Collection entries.
[start]

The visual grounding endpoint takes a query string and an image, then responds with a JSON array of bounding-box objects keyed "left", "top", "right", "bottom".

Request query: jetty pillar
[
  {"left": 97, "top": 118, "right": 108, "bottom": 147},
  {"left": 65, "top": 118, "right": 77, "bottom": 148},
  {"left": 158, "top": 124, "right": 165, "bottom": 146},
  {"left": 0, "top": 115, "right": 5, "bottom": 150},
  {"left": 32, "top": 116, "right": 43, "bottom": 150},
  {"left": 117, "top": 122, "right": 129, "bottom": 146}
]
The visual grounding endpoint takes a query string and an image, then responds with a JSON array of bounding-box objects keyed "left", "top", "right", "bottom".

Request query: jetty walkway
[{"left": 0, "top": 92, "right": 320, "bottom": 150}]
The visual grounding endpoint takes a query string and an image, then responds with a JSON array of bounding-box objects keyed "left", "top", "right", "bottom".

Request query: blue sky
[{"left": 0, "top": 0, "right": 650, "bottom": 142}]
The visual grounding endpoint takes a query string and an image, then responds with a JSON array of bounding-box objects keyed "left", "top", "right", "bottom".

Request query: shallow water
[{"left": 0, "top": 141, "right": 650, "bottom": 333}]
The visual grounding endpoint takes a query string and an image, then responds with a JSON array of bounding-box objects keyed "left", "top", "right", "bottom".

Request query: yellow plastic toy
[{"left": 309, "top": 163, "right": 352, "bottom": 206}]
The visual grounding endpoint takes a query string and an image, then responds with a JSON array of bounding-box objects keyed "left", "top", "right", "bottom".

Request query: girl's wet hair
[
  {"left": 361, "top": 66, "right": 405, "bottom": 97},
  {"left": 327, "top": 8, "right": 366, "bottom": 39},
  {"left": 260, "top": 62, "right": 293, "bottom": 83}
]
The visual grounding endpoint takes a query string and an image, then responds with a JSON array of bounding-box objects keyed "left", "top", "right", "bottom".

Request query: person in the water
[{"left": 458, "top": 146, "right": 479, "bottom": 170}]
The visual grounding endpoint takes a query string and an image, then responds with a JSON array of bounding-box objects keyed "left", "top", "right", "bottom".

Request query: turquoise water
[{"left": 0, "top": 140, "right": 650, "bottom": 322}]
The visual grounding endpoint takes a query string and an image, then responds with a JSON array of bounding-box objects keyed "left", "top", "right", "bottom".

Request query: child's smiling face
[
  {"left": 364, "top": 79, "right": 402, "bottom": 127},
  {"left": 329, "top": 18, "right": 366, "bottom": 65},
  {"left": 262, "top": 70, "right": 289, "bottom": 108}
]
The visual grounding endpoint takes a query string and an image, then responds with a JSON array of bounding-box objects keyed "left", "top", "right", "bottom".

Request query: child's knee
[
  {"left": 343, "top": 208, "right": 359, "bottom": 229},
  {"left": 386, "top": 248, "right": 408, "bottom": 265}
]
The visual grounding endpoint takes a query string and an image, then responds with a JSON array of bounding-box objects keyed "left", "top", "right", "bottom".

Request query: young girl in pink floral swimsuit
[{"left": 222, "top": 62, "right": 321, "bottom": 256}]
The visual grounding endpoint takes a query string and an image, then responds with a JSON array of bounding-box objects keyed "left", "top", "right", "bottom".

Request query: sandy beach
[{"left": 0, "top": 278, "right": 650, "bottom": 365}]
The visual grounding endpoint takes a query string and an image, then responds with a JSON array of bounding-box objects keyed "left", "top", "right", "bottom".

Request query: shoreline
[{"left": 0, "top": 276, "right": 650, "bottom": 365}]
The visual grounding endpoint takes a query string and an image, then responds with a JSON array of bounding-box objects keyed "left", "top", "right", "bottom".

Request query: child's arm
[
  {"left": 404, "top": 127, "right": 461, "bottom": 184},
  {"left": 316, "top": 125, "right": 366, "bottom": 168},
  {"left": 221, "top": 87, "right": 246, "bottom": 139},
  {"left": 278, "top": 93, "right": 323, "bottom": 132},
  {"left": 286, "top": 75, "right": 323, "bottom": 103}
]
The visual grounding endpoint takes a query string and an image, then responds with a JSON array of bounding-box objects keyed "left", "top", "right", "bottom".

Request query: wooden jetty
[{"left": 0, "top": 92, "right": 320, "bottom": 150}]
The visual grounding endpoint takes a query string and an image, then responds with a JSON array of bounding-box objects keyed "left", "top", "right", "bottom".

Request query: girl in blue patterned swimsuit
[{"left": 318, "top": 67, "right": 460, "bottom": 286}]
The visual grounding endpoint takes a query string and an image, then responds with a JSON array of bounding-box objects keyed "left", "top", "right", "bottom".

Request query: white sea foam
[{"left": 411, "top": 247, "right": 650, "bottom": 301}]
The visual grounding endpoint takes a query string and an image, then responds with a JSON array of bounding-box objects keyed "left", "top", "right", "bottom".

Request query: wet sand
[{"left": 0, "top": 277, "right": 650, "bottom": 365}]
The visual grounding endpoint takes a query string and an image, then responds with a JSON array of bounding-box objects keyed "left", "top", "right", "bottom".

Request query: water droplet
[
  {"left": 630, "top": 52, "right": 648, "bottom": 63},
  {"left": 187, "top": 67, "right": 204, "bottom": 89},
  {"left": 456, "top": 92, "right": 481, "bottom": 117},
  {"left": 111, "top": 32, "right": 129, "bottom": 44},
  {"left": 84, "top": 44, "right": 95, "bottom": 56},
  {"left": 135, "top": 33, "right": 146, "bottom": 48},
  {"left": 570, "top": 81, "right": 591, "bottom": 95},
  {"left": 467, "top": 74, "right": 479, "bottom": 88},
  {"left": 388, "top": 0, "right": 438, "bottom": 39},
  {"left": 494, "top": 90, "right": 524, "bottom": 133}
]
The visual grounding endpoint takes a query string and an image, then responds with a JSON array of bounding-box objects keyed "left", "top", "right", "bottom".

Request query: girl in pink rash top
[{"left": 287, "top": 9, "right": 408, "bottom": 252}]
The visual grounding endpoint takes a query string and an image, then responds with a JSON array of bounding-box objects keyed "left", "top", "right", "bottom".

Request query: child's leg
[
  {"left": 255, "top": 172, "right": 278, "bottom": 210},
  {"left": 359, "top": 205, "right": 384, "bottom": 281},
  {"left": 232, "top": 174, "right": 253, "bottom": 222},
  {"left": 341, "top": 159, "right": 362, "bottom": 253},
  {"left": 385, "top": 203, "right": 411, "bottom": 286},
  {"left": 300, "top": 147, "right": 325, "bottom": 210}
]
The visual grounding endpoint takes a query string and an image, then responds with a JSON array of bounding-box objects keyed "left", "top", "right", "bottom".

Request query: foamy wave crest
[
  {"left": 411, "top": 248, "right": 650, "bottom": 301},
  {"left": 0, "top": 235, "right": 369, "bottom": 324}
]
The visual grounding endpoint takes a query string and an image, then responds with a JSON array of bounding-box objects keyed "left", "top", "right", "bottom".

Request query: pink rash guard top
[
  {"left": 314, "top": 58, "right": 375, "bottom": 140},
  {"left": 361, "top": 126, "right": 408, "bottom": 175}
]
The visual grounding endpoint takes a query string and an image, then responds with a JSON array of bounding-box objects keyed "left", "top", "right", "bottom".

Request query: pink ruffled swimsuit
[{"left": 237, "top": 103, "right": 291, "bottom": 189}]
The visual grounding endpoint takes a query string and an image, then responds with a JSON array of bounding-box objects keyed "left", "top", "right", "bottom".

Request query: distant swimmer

[end]

Written problem.
Please return each line of the data above that contains the word "pink".

Answer for this exercise.
Request query: young girl in pink floral swimsuit
Request query: girl in pink rash top
Request query: pink rash guard top
Request query: pink ruffled swimsuit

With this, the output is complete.